Requirement: Rewrite the listing from its start up to and including the line with "(1289, 858)", replacing "shaded dark area" with "darkly shaded region" and leaving everything else unchanged. Leave the pictures out of your answer.

Data section:
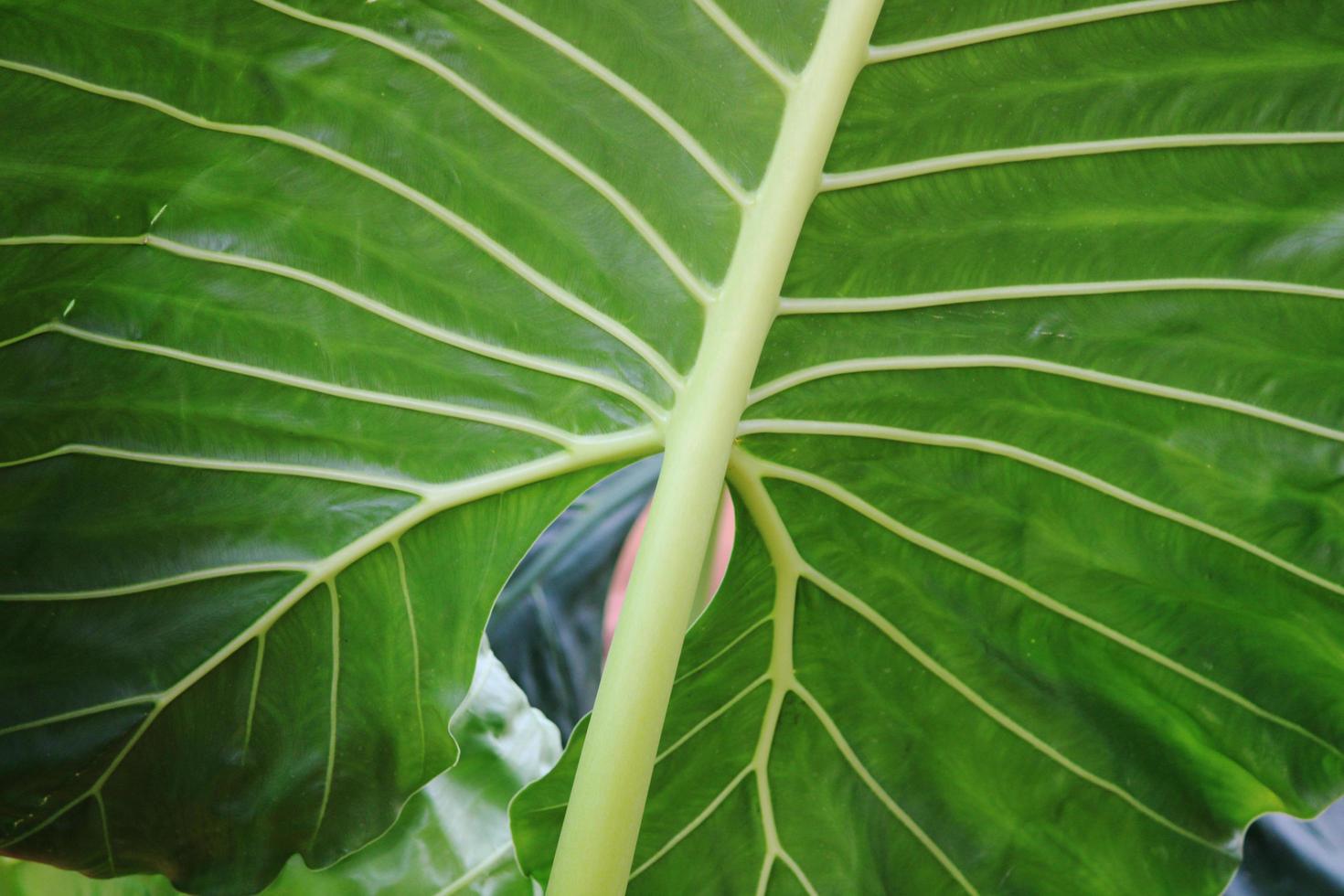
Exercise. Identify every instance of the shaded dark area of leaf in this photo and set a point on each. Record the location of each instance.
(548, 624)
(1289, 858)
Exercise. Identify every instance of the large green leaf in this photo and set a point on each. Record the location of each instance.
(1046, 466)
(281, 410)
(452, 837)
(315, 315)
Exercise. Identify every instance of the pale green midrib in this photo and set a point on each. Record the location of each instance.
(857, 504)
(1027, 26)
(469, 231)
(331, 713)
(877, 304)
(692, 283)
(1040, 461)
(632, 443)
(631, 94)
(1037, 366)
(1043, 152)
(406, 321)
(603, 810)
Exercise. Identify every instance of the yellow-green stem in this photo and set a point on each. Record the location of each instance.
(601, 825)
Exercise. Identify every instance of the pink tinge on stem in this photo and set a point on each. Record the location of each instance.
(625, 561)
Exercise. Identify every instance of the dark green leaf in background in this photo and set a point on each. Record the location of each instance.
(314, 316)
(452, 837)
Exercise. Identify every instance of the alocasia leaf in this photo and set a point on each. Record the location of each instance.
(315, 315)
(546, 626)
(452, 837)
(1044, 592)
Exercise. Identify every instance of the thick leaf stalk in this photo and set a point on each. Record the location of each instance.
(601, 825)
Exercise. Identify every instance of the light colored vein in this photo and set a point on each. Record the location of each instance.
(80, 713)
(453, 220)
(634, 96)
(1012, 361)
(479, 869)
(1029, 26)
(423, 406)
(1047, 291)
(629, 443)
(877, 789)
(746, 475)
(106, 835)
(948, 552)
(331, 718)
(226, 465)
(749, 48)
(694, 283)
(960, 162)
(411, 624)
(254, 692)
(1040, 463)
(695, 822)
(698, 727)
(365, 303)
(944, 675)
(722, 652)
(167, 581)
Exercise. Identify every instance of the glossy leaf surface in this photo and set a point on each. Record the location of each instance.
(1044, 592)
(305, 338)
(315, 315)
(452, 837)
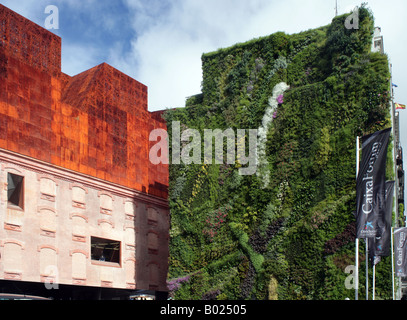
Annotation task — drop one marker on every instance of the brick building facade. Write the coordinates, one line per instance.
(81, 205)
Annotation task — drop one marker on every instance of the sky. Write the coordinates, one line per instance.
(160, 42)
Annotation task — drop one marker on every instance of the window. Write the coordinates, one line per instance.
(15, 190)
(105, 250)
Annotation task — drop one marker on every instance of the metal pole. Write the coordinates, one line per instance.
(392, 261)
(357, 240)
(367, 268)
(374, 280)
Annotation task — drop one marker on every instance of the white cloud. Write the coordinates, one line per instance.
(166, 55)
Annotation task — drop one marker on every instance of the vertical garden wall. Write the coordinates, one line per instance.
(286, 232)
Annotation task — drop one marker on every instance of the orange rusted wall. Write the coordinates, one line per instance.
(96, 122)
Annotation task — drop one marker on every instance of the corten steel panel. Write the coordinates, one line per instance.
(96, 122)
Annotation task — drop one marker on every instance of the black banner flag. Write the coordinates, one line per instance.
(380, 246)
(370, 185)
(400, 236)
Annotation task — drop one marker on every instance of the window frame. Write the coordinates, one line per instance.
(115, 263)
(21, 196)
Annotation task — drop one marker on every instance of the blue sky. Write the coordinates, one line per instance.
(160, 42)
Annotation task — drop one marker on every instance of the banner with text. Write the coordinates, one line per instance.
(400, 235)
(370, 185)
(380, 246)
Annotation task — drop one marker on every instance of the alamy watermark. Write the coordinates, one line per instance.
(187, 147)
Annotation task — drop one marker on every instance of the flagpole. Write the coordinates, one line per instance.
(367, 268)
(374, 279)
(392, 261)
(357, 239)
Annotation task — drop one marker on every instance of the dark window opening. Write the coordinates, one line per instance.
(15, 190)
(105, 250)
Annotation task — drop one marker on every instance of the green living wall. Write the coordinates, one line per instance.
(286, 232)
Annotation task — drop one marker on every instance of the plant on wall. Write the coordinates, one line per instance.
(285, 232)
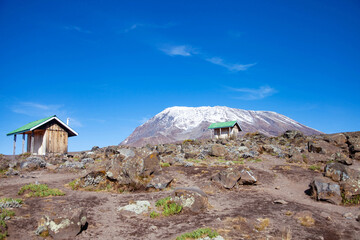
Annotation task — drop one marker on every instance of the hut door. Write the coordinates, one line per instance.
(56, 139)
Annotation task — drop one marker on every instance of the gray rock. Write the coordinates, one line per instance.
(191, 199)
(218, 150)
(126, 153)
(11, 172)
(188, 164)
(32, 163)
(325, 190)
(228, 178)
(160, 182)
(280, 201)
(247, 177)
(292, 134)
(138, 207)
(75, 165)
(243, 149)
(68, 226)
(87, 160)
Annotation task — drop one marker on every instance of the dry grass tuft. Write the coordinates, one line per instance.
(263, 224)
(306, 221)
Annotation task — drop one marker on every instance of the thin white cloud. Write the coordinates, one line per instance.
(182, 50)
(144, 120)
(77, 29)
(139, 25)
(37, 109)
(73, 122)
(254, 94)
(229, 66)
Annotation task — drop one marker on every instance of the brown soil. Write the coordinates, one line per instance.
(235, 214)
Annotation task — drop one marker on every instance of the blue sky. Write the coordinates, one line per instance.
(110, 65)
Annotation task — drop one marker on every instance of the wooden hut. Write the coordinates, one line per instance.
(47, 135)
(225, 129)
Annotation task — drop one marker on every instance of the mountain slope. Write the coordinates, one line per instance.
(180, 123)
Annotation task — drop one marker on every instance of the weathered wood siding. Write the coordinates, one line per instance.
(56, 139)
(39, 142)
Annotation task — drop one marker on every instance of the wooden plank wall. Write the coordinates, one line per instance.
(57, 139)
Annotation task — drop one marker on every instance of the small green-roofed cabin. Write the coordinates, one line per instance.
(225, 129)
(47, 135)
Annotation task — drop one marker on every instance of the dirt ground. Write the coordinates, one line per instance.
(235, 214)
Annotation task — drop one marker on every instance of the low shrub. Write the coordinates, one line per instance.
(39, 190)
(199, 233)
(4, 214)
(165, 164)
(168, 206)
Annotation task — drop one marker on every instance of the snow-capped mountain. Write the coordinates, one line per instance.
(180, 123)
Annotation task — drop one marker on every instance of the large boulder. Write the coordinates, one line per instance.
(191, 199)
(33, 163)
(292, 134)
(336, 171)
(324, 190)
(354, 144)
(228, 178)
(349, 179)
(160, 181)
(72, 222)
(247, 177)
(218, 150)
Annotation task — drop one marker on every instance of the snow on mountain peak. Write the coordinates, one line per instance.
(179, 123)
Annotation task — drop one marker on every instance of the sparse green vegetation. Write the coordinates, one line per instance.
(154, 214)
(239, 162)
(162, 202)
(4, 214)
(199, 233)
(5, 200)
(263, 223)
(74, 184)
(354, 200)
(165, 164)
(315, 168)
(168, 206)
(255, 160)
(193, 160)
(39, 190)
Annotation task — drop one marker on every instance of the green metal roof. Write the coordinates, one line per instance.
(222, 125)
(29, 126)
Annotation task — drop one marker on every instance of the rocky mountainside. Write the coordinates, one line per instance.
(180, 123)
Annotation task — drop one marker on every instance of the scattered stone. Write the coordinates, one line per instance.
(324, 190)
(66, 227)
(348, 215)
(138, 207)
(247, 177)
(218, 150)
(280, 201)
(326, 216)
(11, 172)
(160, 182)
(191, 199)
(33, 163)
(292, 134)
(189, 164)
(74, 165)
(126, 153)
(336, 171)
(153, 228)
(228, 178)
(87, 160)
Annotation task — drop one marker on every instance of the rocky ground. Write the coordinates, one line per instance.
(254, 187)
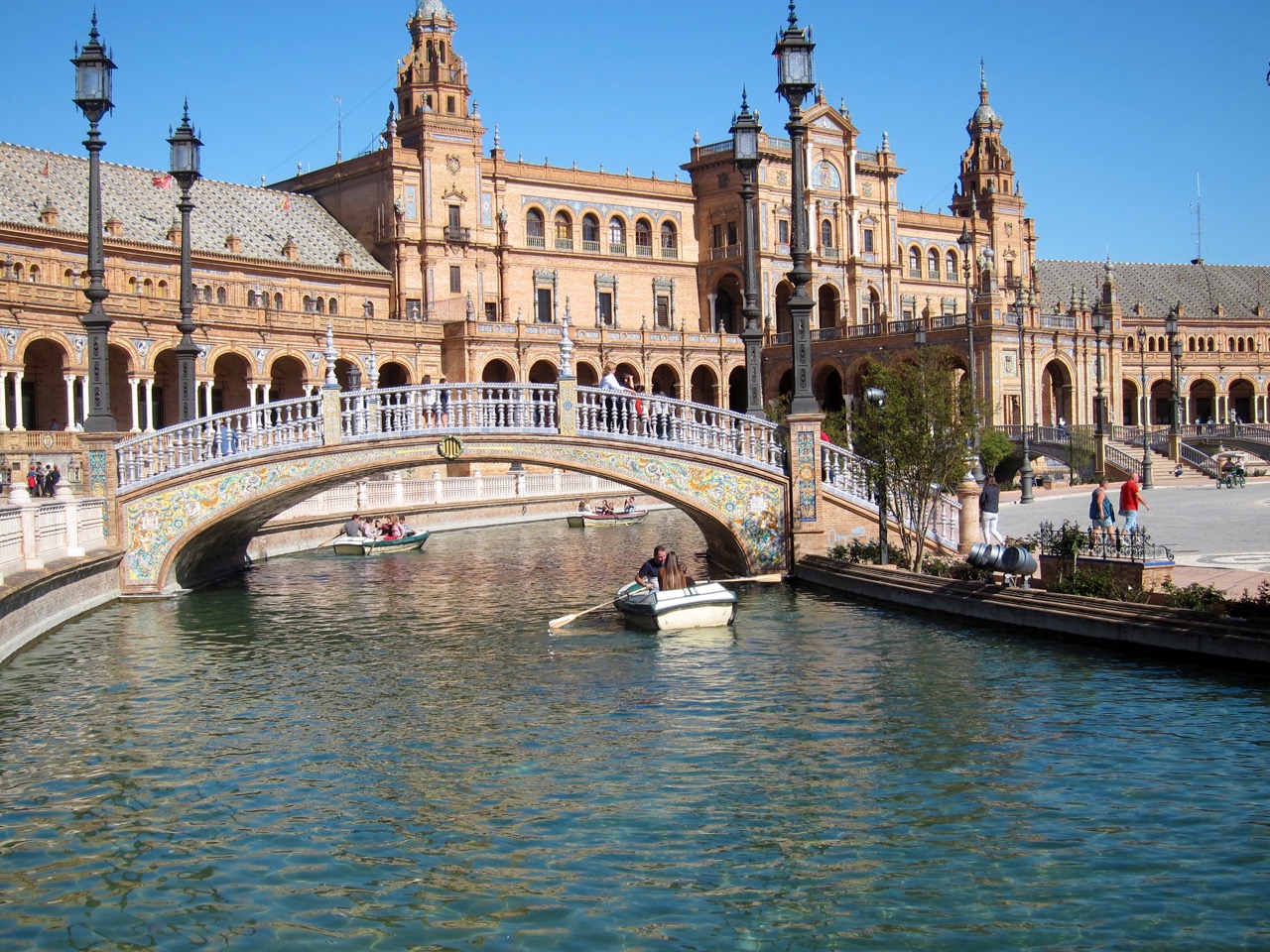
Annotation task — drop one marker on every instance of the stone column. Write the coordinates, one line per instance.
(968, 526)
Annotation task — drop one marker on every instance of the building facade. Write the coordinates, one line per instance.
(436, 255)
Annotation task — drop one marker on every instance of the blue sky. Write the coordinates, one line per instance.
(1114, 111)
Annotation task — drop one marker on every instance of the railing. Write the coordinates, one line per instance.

Task response:
Exercise. Identify every instance of the darkly shaded region of leaf in this photo and set a point on each. Record the location of each instance.
(548, 624)
(1289, 858)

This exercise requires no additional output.